> [Task item]: Each record should appear again in the response exactly as it does in the original.

> [Information supplied]:
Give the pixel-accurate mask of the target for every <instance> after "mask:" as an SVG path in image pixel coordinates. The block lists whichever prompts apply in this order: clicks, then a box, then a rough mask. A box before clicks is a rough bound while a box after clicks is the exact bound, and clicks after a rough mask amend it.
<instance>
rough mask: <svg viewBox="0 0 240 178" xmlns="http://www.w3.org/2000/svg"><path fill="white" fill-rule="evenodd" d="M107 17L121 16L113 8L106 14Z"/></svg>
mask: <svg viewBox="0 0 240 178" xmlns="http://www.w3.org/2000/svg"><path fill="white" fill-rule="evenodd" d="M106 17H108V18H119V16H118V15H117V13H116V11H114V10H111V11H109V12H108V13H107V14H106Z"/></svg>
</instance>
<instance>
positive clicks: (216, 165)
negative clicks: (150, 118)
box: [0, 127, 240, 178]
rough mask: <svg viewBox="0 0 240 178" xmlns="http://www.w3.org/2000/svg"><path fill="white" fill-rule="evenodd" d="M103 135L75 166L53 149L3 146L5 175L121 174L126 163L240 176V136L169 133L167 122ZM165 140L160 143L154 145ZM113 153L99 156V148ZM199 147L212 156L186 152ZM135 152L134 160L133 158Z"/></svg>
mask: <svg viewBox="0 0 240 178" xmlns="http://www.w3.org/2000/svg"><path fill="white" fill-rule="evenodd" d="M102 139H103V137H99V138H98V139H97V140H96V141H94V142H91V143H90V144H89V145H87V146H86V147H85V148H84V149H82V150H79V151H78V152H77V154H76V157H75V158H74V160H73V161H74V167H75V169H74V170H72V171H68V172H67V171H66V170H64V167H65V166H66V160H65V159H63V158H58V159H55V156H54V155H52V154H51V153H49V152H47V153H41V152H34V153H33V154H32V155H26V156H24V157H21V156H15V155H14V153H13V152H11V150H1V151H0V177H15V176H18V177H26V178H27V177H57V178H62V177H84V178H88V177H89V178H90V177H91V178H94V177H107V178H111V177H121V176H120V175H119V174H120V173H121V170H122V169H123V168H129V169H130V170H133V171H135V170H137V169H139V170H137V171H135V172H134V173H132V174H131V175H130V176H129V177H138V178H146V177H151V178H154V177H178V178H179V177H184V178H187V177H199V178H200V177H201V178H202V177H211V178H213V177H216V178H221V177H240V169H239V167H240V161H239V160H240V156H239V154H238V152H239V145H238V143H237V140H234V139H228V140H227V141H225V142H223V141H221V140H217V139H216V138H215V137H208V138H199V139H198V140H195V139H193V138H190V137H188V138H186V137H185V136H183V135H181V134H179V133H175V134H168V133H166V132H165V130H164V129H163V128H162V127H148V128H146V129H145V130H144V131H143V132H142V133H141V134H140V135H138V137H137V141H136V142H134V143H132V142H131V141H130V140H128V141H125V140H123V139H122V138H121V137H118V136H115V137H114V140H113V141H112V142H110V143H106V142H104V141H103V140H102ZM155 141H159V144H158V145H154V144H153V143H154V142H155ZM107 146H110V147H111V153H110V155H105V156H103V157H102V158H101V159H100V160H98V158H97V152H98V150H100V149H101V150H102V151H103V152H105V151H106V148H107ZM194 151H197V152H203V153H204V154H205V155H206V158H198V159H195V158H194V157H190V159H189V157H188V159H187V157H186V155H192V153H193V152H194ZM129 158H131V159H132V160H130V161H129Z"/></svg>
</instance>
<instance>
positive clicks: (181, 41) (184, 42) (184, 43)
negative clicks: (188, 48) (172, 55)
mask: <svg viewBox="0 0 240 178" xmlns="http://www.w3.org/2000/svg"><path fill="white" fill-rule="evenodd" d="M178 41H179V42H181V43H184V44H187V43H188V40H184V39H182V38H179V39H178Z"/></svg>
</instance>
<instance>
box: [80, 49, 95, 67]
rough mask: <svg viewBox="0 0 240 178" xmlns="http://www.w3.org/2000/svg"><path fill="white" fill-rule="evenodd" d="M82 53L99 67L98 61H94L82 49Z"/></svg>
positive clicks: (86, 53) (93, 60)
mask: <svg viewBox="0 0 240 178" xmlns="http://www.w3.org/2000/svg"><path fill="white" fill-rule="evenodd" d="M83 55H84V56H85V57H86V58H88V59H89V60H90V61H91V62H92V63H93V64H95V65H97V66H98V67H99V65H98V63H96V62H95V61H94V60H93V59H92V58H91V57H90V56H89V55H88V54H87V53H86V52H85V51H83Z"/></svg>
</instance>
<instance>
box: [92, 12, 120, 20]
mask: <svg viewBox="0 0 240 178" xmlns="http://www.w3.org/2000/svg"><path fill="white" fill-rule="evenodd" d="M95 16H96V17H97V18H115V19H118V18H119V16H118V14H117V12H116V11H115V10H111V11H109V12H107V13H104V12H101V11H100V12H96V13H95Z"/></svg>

> [Your solution]:
Give the pixel-accurate mask of the target for every <instance> after "mask:" as an SVG path in image pixel coordinates. The block lists whichever prompts apply in this order: clicks, then a box, then a rough mask. A box before clicks is a rough bound while a box after clicks is the exact bound, and clicks after a rough mask amend it.
<instance>
rough mask: <svg viewBox="0 0 240 178" xmlns="http://www.w3.org/2000/svg"><path fill="white" fill-rule="evenodd" d="M107 17L121 16L113 8L106 14Z"/></svg>
mask: <svg viewBox="0 0 240 178" xmlns="http://www.w3.org/2000/svg"><path fill="white" fill-rule="evenodd" d="M106 17H108V18H119V16H118V15H117V13H116V11H114V10H111V11H109V12H108V13H107V14H106Z"/></svg>
</instance>
<instance>
positive clicks: (216, 165)
negative clicks: (150, 118)
box: [0, 127, 240, 178]
rough mask: <svg viewBox="0 0 240 178" xmlns="http://www.w3.org/2000/svg"><path fill="white" fill-rule="evenodd" d="M103 135L75 166L53 149L3 146L5 175L121 174L126 163L240 176V136L169 133L167 122ZM165 140L160 143L154 145ZM113 153L99 156V148ZM199 147L212 156L186 152ZM135 152L134 160L133 158Z"/></svg>
mask: <svg viewBox="0 0 240 178" xmlns="http://www.w3.org/2000/svg"><path fill="white" fill-rule="evenodd" d="M102 139H103V137H99V138H98V139H97V140H96V141H94V142H91V143H90V144H89V145H87V146H86V147H85V148H84V149H82V150H79V151H78V152H77V154H76V157H75V158H74V160H73V161H74V167H75V169H74V170H72V171H68V172H67V171H66V170H64V167H65V166H66V160H65V159H63V158H58V159H55V156H54V155H52V154H51V153H49V152H47V153H41V152H34V153H33V154H32V155H26V156H24V157H21V156H15V155H14V153H13V152H11V150H1V151H0V177H15V176H18V177H26V178H27V177H57V178H62V177H84V178H88V177H89V178H90V177H91V178H94V177H107V178H111V177H121V176H120V175H119V174H120V173H121V170H122V169H123V168H129V169H130V170H133V171H135V170H137V169H139V170H137V171H135V172H134V173H132V174H131V175H130V176H129V177H138V178H146V177H151V178H154V177H178V178H179V177H184V178H187V177H199V178H200V177H201V178H202V177H211V178H213V177H216V178H221V177H240V169H239V167H240V161H239V160H240V156H239V154H238V152H239V145H238V143H237V140H234V139H228V140H227V141H225V142H223V141H221V140H217V139H216V138H215V137H208V138H199V139H198V140H195V139H193V138H190V137H188V138H186V137H185V136H183V135H181V134H179V133H175V134H168V133H166V132H165V130H164V129H163V128H162V127H148V128H146V129H145V130H144V131H143V132H142V133H141V134H140V135H138V137H137V141H136V142H134V143H132V142H131V141H130V140H128V141H125V140H123V139H122V138H121V137H118V136H115V137H114V140H113V141H112V142H110V143H106V142H104V141H103V140H102ZM155 141H159V144H158V145H154V144H153V143H154V142H155ZM107 146H110V147H111V153H110V155H105V156H103V157H102V158H101V159H100V160H98V158H97V152H98V150H100V149H101V150H102V151H103V152H105V151H106V148H107ZM194 151H197V152H203V153H204V154H205V155H206V158H198V159H195V158H194V157H190V159H189V157H188V159H187V157H186V155H192V153H193V152H194ZM129 158H131V159H132V160H130V161H129Z"/></svg>
</instance>
<instance>
positive clicks: (181, 41) (184, 42) (184, 43)
negative clicks: (188, 48) (172, 55)
mask: <svg viewBox="0 0 240 178" xmlns="http://www.w3.org/2000/svg"><path fill="white" fill-rule="evenodd" d="M178 41H179V42H181V43H184V44H187V43H188V40H184V39H182V38H179V39H178Z"/></svg>
</instance>
<instance>
box: [80, 49, 95, 67]
rough mask: <svg viewBox="0 0 240 178" xmlns="http://www.w3.org/2000/svg"><path fill="white" fill-rule="evenodd" d="M82 53L99 67L98 61H94L82 49Z"/></svg>
positive clicks: (86, 53) (93, 60)
mask: <svg viewBox="0 0 240 178" xmlns="http://www.w3.org/2000/svg"><path fill="white" fill-rule="evenodd" d="M83 55H84V56H85V57H86V58H88V59H89V60H90V61H91V62H92V63H93V64H95V65H97V66H98V67H99V65H98V63H96V62H95V61H94V60H93V59H92V58H91V57H90V56H89V55H88V54H87V53H86V52H85V51H83Z"/></svg>
</instance>
<instance>
box: [92, 12, 120, 20]
mask: <svg viewBox="0 0 240 178" xmlns="http://www.w3.org/2000/svg"><path fill="white" fill-rule="evenodd" d="M95 16H96V17H97V18H115V19H118V18H119V16H118V14H117V12H116V11H115V10H111V11H109V12H107V13H104V12H101V11H100V12H96V13H95Z"/></svg>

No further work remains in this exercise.